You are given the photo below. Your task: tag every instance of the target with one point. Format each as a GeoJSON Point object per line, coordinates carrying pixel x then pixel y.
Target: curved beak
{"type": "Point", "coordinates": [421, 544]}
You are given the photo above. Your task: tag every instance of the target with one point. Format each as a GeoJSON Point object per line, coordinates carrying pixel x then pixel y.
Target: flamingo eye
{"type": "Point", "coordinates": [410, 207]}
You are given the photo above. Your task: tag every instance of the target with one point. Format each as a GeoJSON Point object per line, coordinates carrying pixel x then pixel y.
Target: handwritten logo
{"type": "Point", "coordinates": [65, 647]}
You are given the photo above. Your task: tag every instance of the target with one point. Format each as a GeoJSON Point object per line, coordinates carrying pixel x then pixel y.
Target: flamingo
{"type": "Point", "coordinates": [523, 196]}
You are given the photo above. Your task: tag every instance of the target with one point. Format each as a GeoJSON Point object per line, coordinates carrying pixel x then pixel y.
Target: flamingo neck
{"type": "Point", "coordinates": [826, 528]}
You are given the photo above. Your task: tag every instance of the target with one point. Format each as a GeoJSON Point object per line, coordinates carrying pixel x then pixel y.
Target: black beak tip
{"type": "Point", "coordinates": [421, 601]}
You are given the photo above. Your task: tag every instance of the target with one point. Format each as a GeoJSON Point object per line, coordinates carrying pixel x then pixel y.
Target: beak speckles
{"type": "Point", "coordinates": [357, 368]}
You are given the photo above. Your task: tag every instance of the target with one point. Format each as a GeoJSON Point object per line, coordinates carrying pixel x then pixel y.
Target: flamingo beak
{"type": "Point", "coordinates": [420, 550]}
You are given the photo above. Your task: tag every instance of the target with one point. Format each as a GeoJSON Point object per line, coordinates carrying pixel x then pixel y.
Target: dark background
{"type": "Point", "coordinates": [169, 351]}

§ Task instructions
Your task is to repeat every line exactly.

§ Output of the task
You are given the photo below. Your task: tag every instance of the target with one point. Format each as a GeoJSON Point object per line, coordinates carrying pixel x then pixel y.
Target: curved beak
{"type": "Point", "coordinates": [421, 544]}
You are given the photo above. Your task: tag every instance of the target with one point. Format each as a GeoJSON Point object per line, coordinates carrying pixel x then pixel y.
Target: flamingo eye
{"type": "Point", "coordinates": [410, 207]}
You are given the photo above. Your task: tag every instance of the target with one point. Format each as a GeoJSON Point object per line, coordinates carrying pixel x then pixel y.
Target: handwritten logo
{"type": "Point", "coordinates": [65, 647]}
You are given the photo above. Your task: tag every instance of the target with one point. Format each as a GeoJSON Point object per line, coordinates carrying pixel x then pixel y.
Target: flamingo
{"type": "Point", "coordinates": [523, 196]}
You are given the photo above. Your task: tag every instance of the target with one point. Format each as a GeoJSON Point object per line, coordinates carrying pixel x then pixel y.
Target: flamingo neck
{"type": "Point", "coordinates": [826, 528]}
You are given the photo above. Your task: tag every instance of the target with one point. Format each as a GeoJSON Point object per line, coordinates carrying pixel x then pixel y.
Target: black beak tip
{"type": "Point", "coordinates": [421, 601]}
You are given the photo above. Your task: tag every instance of the target with one point. Format each as a GeoJSON Point object per line, coordinates carrying pixel x then pixel y.
Target: beak speckles
{"type": "Point", "coordinates": [357, 368]}
You are given the photo above. Your task: tag every instance of the target with one point. Format each as a GeoJSON Point object per line, coordinates carrying pixel x then pixel y.
Target: flamingo beak
{"type": "Point", "coordinates": [420, 550]}
You are given the photo above. Your task: tag every instance of the target with one point. Format each as a GeoJSON Point object per line, coordinates carrying pixel x then pixel y.
Target: dark background
{"type": "Point", "coordinates": [169, 351]}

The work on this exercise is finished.